Text excerpt:
((
The end of summer vacation is fast–approaching, with only a couple of weeks left until we begin an uncertain and inevitably challenging Fall semester at Penn. With most classes moved completely online and strict guidelines in place, we’ll probably be interacting more with technology than with each other for the next few months.  

Even before the pandemic, smartphones have served as our generation’s most loyal companions. They accompany many of us everywhere we go, stocked with apps to provide constant entertainment, comfort, advice, and connection. But as we enter what will primarily be a virtual semester, we will likely spend even more time on our devices. Here are some suggestions of apps to not only help make life at Penn easier, but also a lot more fun. 

First, there are the Penn essentials. Canvas, Penn’s lifeblood—where instructors post grades, update course materials, and submit assignments—is not only a website, but also an app. Having quick access on your phone is especially convenient when you get a notification of a new midterm grade. Additionally, Penn Mobile is a must–have for all things student life. The app gives you access to your course schedule, news, dining hall hours and menus, fitness facility schedules, and study room availability, in addition to other hacks and pieces of useful information.  

Apps like Google Calendar and Google Tasks might also be helpful when it comes to organizing and keeping track of your workload and upcoming events (though having many of those this semester is unlikely). For those moments when Google reminds you that your hand–written problem set is due on Canvas at midnight, having an app like PDF Scanner to quickly take a pic—one that isn’t blurry or grainy—to upload is a must.  

Beyond apps that are helpful for academics, here are some suggestions for when you need to (safely) venture off campus during these next few months. If you’re looking for private transportation, Uber and Lyft are classics. For those willing to brave public transit, Septa and Google Maps often have listings of times for subways and buses, and Amtrak is great for booking longer train rides. Students who need to fly to and from campus might benefit from downloading Hopper to help book flights. And for students looking to reduce their carbon footprint, try Indego, Philly’s bike share app.
))
Task goal: Write out the part of the article on helpful phone apps at Penn that runs from "The end of summer" up to and including "the next few months.", word for word.

Data for analysis:
((
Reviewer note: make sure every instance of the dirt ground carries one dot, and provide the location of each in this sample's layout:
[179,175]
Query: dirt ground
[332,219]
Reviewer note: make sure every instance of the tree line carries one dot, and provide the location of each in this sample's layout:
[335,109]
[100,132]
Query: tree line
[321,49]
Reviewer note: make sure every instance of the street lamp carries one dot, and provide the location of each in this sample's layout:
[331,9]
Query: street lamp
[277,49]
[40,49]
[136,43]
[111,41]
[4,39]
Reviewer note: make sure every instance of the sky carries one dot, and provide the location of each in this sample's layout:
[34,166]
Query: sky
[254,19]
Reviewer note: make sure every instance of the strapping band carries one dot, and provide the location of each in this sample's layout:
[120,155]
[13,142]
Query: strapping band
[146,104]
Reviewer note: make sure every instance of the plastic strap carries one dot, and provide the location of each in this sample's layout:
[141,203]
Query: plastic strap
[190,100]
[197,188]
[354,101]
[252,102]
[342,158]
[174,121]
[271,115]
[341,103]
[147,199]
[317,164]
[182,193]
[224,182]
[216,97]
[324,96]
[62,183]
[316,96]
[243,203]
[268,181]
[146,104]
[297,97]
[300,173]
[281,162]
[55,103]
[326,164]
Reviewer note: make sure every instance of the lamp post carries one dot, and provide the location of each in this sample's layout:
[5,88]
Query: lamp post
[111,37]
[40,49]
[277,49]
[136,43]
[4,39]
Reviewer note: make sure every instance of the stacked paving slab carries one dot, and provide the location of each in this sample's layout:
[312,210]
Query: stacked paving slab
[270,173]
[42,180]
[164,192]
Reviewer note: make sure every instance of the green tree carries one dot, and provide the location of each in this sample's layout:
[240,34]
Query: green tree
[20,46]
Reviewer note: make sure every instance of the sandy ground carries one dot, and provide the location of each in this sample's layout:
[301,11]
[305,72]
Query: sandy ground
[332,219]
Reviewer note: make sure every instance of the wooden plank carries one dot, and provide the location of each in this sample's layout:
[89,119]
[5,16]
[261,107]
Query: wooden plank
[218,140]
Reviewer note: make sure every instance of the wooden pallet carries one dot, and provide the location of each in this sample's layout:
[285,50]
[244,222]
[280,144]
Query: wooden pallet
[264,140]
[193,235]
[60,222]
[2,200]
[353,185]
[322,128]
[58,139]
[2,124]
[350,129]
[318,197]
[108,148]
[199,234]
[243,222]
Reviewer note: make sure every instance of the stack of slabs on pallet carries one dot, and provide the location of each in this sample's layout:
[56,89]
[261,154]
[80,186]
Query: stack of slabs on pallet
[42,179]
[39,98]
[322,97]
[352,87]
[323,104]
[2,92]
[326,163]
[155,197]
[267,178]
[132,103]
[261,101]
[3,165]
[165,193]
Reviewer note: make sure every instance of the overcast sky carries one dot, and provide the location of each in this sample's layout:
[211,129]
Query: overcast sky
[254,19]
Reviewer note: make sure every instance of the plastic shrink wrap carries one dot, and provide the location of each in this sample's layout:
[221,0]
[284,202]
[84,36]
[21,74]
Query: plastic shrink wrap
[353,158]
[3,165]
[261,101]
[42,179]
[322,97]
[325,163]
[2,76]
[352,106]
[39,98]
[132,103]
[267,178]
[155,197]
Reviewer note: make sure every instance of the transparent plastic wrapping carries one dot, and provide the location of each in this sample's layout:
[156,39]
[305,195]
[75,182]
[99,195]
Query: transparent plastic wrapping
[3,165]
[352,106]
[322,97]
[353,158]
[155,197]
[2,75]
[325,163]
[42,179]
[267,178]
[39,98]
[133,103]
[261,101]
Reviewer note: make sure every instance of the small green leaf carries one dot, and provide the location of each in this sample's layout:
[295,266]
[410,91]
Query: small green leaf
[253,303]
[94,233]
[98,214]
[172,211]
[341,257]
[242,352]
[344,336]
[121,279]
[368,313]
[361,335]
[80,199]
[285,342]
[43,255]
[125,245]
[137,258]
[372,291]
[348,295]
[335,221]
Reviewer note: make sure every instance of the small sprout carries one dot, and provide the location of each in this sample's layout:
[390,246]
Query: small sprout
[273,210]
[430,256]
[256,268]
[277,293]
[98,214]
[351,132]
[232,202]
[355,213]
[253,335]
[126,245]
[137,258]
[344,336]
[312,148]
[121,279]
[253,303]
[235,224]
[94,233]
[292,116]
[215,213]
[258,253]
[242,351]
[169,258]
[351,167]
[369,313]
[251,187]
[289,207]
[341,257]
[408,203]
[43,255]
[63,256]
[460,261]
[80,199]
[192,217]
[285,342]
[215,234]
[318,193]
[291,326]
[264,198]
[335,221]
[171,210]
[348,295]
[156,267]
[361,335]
))
The completed task:
The end of summer vacation is fast–approaching, with only a couple of weeks left until we begin an uncertain and inevitably challenging Fall semester at Penn. With most classes moved completely online and strict guidelines in place, we’ll probably be interacting more with technology than with each other for the next few months.